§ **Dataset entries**
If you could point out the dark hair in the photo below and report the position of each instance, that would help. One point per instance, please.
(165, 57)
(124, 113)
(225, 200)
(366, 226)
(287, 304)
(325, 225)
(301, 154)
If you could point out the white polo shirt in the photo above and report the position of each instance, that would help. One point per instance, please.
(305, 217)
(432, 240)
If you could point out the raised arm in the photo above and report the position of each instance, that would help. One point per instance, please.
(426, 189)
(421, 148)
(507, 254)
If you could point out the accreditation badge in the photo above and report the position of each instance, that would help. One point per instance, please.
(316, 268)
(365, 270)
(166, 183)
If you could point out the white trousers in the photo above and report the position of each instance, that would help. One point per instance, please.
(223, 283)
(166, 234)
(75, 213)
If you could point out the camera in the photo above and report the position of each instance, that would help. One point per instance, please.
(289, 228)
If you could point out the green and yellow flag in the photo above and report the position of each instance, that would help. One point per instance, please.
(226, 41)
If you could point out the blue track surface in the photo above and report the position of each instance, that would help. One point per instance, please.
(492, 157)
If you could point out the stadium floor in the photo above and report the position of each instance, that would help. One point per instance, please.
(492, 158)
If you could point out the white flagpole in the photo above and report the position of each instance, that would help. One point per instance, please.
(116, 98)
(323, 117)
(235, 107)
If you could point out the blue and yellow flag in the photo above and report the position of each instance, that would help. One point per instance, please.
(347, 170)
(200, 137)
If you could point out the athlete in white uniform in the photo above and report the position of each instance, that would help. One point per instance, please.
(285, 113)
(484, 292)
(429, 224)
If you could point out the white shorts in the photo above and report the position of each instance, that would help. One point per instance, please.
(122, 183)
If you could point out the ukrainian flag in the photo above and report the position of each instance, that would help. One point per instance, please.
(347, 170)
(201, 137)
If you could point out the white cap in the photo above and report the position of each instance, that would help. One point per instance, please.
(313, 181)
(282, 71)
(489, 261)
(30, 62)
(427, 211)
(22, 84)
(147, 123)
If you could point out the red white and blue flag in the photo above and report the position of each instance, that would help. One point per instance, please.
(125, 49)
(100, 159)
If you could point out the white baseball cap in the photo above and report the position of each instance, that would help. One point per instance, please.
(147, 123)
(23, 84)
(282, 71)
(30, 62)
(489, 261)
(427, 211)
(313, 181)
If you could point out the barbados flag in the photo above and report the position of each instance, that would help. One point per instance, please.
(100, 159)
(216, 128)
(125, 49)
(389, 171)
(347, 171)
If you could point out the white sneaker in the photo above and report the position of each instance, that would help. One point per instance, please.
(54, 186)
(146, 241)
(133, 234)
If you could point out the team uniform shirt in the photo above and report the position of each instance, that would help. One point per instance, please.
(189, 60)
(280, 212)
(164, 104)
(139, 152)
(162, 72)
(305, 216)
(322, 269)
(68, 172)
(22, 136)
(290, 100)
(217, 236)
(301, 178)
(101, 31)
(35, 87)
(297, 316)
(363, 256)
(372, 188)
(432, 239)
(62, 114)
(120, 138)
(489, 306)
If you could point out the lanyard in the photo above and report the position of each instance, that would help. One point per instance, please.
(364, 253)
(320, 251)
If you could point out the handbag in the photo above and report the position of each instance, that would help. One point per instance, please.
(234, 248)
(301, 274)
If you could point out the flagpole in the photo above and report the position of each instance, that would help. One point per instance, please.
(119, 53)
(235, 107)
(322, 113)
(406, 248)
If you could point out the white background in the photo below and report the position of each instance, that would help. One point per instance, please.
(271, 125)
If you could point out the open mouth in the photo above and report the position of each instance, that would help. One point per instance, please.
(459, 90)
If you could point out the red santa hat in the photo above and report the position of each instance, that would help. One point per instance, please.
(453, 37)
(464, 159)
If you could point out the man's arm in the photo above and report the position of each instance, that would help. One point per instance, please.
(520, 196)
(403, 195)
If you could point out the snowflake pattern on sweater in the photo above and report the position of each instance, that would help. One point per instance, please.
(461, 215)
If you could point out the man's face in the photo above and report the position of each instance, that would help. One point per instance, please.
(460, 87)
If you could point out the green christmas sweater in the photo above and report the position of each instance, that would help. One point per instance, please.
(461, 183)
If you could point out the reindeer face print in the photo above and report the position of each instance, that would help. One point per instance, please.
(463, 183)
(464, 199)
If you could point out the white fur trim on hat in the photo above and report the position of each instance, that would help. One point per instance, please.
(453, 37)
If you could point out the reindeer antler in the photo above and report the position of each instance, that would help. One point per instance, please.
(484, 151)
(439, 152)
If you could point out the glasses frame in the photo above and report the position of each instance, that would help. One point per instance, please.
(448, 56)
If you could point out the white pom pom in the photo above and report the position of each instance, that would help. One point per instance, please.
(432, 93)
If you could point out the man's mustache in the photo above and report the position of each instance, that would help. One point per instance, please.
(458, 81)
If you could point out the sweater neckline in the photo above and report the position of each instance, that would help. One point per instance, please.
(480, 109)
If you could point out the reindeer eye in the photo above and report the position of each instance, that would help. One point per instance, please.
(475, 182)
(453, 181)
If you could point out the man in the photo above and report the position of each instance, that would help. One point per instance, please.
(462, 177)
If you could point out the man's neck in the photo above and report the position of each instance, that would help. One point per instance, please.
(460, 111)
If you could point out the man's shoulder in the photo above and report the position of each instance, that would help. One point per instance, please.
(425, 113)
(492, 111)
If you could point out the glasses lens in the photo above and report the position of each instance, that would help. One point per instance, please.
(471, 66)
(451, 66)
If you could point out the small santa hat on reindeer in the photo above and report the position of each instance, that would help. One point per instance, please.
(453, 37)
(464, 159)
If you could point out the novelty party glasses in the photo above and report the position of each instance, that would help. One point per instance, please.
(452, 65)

§ **TASK REQUIREMENTS**
An exact copy of the lines from the one with "If you could point out the glasses lens" to the final line of the entries is all that the answer should hold.

§ **WRITTEN SOLUTION**
If you could point out the glasses lens in the photo above and report the position of each instance, that would help. One point per instance, please.
(471, 66)
(451, 66)
If you could point out the small santa hat on reindeer in the photo above and report the position of each instance, that would help. One point per instance, please.
(453, 37)
(464, 159)
If you could point out the novelty party glasses in the photo above and report the position of each instance, that would help. One point per instance, please.
(452, 65)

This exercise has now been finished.